Records from a data source:

───

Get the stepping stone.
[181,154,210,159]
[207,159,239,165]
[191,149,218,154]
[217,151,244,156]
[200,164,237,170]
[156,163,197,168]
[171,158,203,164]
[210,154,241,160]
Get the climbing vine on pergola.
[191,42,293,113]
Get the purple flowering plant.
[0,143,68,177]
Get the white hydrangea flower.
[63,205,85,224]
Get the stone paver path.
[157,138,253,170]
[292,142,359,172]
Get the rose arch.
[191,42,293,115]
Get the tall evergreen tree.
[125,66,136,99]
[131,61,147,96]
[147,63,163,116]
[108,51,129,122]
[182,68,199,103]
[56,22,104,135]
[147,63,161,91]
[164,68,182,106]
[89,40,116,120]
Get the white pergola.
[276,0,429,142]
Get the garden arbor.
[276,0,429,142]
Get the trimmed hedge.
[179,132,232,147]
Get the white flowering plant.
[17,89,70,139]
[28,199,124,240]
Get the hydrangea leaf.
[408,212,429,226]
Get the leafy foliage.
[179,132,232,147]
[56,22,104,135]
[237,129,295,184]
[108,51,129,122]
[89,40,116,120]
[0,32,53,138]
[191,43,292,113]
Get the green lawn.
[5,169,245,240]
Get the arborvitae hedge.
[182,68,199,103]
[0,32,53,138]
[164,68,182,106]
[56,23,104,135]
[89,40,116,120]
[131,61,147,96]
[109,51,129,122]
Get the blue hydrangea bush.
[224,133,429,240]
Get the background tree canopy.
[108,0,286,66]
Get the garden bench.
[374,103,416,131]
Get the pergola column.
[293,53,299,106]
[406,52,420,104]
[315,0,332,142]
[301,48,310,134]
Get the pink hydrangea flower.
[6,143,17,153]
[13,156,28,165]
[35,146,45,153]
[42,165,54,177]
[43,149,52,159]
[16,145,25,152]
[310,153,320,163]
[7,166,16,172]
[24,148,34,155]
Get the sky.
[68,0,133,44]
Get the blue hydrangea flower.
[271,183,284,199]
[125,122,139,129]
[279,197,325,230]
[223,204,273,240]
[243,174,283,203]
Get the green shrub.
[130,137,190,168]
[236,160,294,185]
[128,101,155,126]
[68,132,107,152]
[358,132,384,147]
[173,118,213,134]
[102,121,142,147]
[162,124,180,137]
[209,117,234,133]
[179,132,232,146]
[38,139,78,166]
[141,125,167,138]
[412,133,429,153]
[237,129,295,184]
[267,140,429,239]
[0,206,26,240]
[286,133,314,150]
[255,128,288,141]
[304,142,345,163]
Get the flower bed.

───

WHAT YOU ARE ASKED TO DO: Reproduce each line of these entries word for word.

COMPLETE RESPONSE:
Get the stepping stone.
[181,154,210,159]
[207,159,239,165]
[191,149,218,154]
[217,151,244,156]
[200,164,237,170]
[156,163,197,168]
[171,158,203,164]
[210,154,241,160]
Get the climbing vine on pergola.
[191,42,293,113]
Get the purple flowering plant.
[0,143,68,177]
Get the white hydrangea flower.
[63,205,85,224]
Get the stone paver path.
[157,138,253,170]
[292,142,359,172]
Get the rose arch.
[191,42,293,115]
Get the tall evergreen tree.
[125,66,136,99]
[131,61,147,96]
[147,63,163,116]
[108,51,129,122]
[182,68,199,103]
[56,22,104,135]
[147,63,161,91]
[164,68,182,106]
[89,40,116,120]
Get the white pergola.
[276,0,429,142]
Get the garden arbor.
[276,0,429,142]
Get the trimmed hedge.
[179,132,232,147]
Get the white flowering plant.
[17,89,70,139]
[28,199,124,240]
Get the hydrangea leaf.
[408,212,429,226]
Get the leafy foliage.
[179,132,232,147]
[56,22,104,135]
[237,129,295,184]
[108,51,129,122]
[89,40,116,120]
[0,32,53,138]
[191,43,292,113]
Get the green lawn.
[5,169,245,240]
Get the arborvitae hedge.
[182,68,199,103]
[0,32,53,138]
[164,68,182,106]
[56,23,104,135]
[89,40,116,120]
[131,61,147,96]
[109,51,129,122]
Get the blue hydrangea bush.
[224,133,429,240]
Get the background tree canopy.
[108,0,286,66]
Get the garden bench.
[374,103,416,131]
Get the pergola column.
[293,53,299,106]
[406,52,420,104]
[315,0,332,142]
[301,48,310,134]
Get the pink hydrangea flower.
[6,143,17,153]
[13,156,28,165]
[35,146,45,153]
[42,165,54,177]
[43,149,52,159]
[16,145,25,152]
[310,153,320,163]
[7,166,16,172]
[24,148,34,155]
Get the sky.
[68,0,133,44]
Get the blue hydrangea flower.
[271,183,284,199]
[125,122,139,129]
[279,197,325,230]
[223,204,273,240]
[243,174,283,203]
Get the green shrub.
[130,137,190,168]
[236,160,294,185]
[128,101,155,126]
[68,132,107,152]
[358,132,384,147]
[173,118,213,134]
[102,121,142,147]
[162,124,180,137]
[209,117,234,133]
[179,132,232,146]
[38,139,78,166]
[141,125,167,138]
[412,133,429,153]
[237,129,295,184]
[267,140,429,239]
[0,206,26,240]
[286,133,314,150]
[255,128,288,141]
[304,142,345,163]
Get the flower bed.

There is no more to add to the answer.